:: Ítems proporcionados ::

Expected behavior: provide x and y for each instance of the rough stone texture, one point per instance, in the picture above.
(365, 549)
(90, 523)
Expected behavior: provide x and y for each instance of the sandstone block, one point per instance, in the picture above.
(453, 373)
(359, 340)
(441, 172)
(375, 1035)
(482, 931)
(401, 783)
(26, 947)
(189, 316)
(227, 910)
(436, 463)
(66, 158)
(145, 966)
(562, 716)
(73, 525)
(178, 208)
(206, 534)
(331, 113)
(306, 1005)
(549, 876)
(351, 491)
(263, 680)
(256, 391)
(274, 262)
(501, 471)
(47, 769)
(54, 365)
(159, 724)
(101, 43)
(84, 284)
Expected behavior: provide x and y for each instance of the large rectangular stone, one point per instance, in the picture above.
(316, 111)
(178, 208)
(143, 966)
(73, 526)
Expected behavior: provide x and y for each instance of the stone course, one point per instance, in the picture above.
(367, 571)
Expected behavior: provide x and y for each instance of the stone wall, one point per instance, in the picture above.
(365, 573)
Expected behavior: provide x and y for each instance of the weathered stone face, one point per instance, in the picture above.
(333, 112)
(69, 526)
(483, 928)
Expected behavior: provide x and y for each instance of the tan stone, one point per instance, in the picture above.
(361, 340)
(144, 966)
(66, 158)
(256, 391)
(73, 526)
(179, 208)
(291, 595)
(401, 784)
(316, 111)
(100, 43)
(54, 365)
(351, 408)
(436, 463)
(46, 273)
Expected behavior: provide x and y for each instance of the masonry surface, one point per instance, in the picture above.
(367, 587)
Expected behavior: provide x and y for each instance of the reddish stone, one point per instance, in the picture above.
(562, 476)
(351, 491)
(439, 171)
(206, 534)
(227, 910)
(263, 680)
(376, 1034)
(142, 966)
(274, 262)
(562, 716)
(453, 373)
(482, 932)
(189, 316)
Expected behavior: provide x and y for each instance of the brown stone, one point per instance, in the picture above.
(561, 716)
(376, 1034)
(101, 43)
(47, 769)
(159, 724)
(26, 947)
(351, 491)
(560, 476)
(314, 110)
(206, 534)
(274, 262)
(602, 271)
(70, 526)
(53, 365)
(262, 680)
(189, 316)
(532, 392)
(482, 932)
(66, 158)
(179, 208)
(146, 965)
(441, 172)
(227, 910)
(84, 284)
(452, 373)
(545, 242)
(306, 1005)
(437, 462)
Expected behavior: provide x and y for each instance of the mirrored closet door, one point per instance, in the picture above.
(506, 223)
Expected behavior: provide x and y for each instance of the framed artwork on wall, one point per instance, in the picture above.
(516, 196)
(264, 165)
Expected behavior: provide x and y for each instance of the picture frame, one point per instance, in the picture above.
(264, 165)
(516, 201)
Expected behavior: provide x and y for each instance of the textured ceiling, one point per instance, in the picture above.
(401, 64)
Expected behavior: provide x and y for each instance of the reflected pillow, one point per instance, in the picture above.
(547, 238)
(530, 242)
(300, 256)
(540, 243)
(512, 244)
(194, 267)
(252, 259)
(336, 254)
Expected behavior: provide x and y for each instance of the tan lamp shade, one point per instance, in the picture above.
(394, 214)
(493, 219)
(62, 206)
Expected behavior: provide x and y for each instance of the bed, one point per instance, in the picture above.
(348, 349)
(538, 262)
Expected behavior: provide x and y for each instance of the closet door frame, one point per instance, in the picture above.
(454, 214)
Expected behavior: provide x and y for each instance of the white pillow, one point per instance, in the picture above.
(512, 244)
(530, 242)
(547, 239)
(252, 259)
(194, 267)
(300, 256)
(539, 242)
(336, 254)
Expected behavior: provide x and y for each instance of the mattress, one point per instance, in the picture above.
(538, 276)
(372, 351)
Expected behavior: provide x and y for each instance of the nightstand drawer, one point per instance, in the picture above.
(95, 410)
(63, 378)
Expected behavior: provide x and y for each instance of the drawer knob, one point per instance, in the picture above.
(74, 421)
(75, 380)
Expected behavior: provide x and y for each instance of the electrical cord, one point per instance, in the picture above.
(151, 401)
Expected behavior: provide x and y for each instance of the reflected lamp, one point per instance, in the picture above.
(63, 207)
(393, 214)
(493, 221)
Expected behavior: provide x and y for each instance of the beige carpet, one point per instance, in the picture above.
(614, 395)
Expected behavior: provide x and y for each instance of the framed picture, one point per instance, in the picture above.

:::

# Ejercicio planteado
Reproduzca de nuevo todos los ítems anteriores, línea por línea y sin alterar ningún carácter.

# Respuesta escrita
Expected behavior: provide x and y for each instance of the rough stone texture, one point per instance, in the picture above.
(365, 549)
(90, 523)
Expected behavior: provide x and y for each instance of the sandstone block, one point per instance, in the picture above.
(453, 373)
(359, 340)
(441, 172)
(375, 1035)
(482, 931)
(401, 783)
(26, 947)
(189, 316)
(227, 910)
(436, 463)
(66, 158)
(145, 966)
(562, 716)
(73, 525)
(178, 208)
(206, 534)
(331, 113)
(306, 1005)
(549, 876)
(351, 491)
(263, 680)
(256, 391)
(274, 262)
(501, 471)
(47, 769)
(54, 365)
(159, 724)
(101, 43)
(84, 284)
Expected behavior: provide x and y for each instance of the large rectangular stone, one point per instance, in the picture above.
(316, 111)
(178, 208)
(143, 966)
(73, 526)
Expected behavior: provide x and y for each instance of the stone course, one point per instance, in the picture above.
(367, 571)
Expected behavior: provide x and y for each instance of the stone wall, one point per instance, in the picture above.
(365, 573)
Expected behavior: provide x and y for each instance of the weathered stone face, one point per instance, in the picture above.
(333, 112)
(69, 526)
(483, 928)
Expected behavior: provide x and y for each instance of the tan stone, one point per instance, in the picture above.
(361, 340)
(144, 966)
(66, 158)
(256, 391)
(73, 526)
(179, 208)
(291, 595)
(401, 784)
(316, 111)
(100, 43)
(54, 365)
(351, 408)
(436, 463)
(46, 273)
Expected behavior: provide x and y for each instance of the masonry surface, one point per instance, in the picture above.
(367, 587)
Expected behavior: provide x and y for each instance of the reddish stone, one point per instance, in the picture above.
(562, 476)
(351, 491)
(439, 171)
(206, 534)
(227, 910)
(263, 680)
(376, 1034)
(142, 966)
(274, 262)
(562, 716)
(453, 373)
(482, 932)
(189, 316)
Expected behavior: provide x and y for each instance of the brown stone, one point per instance, in the picture above.
(561, 716)
(376, 1034)
(101, 43)
(47, 769)
(159, 724)
(26, 947)
(351, 491)
(560, 476)
(314, 110)
(206, 534)
(274, 262)
(602, 271)
(70, 526)
(53, 365)
(262, 680)
(189, 316)
(532, 392)
(482, 932)
(66, 158)
(179, 208)
(146, 965)
(441, 172)
(227, 910)
(84, 284)
(452, 373)
(545, 242)
(306, 1005)
(437, 462)
Expected behavior: provide x and y for each instance of the mirrored closet door, one point per instance, in the picture above.
(506, 223)
Expected behavior: provide x and y for each instance of the framed artwork on wall, one point per instance, in the picture above.
(516, 196)
(264, 165)
Expected behavior: provide x and y for each instance of the picture frame, one point per instance, in the picture above.
(264, 165)
(516, 201)
Expected behavior: provide x and y for each instance of the textured ceiling, one point per instance, in the picture above.
(401, 64)
Expected behavior: provide x and y for each instance of the reflected pillow, one point per instance, in the picture above.
(547, 238)
(530, 242)
(300, 256)
(540, 243)
(512, 244)
(194, 267)
(252, 259)
(336, 254)
Expected behavior: provide x and y for each instance of the tan lamp shade, one point per instance, in the picture above.
(394, 214)
(493, 219)
(62, 206)
Expected behavior: provide x and y for each instance of the bed, one point per instance, in the picture above.
(348, 349)
(538, 262)
Expected behavior: provide x and y for each instance of the closet door frame, one point per instance, in the picture above.
(454, 214)
Expected behavior: provide x and y for each instance of the white pillow, one point per instance, in the picture above.
(512, 244)
(530, 242)
(547, 239)
(252, 259)
(194, 267)
(300, 256)
(539, 242)
(336, 254)
Expected behavior: provide x and y for each instance of the mattress, one point per instance, in the picture above.
(538, 276)
(372, 351)
Expected behavior: provide x and y for each instance of the nightstand drawer, one point per instance, in the picture above.
(95, 410)
(63, 378)
Expected behavior: provide x and y for each instance of the drawer knob, one point per instance, in the picture above.
(74, 421)
(75, 380)
Expected behavior: provide x and y for each instance of the electrical cord, one point per instance, in the picture above.
(151, 401)
Expected behavior: provide x and y for each instance of the reflected lamp, one point per instance, in the picture above.
(63, 207)
(393, 214)
(493, 221)
Expected behavior: provide x and y for each instance of the beige carpet, one point per instance, in the picture above.
(614, 395)
Expected behavior: provide x and y for each instance of the framed picture, one point per instance, in the picture above.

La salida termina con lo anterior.